## Your task
Locate each line in the data that contains the string "camouflage" and copy those lines. Matching is case-sensitive.

Saved entries:

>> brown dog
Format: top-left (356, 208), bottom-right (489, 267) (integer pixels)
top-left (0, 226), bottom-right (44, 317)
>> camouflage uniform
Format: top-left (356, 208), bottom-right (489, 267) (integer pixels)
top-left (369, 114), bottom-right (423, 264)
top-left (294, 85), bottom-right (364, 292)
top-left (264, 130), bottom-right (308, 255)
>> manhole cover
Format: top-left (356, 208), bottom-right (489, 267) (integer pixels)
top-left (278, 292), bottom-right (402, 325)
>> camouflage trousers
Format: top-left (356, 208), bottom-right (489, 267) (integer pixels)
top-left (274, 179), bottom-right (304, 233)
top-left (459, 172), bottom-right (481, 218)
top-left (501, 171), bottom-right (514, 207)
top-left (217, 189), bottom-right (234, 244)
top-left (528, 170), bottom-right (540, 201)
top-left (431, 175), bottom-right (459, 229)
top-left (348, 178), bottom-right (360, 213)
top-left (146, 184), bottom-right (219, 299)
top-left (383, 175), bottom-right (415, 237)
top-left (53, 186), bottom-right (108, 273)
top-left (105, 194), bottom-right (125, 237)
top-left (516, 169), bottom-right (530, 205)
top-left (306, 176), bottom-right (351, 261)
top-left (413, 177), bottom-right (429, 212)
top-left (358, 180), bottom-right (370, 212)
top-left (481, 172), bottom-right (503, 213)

--

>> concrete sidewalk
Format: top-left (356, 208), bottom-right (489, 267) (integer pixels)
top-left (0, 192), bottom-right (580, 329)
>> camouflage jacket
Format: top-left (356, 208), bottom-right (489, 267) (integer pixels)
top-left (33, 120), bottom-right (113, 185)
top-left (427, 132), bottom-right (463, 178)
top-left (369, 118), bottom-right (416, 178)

## Solution below
>> camouflage uniform
>> camouflage trousers
>> camouflage jacket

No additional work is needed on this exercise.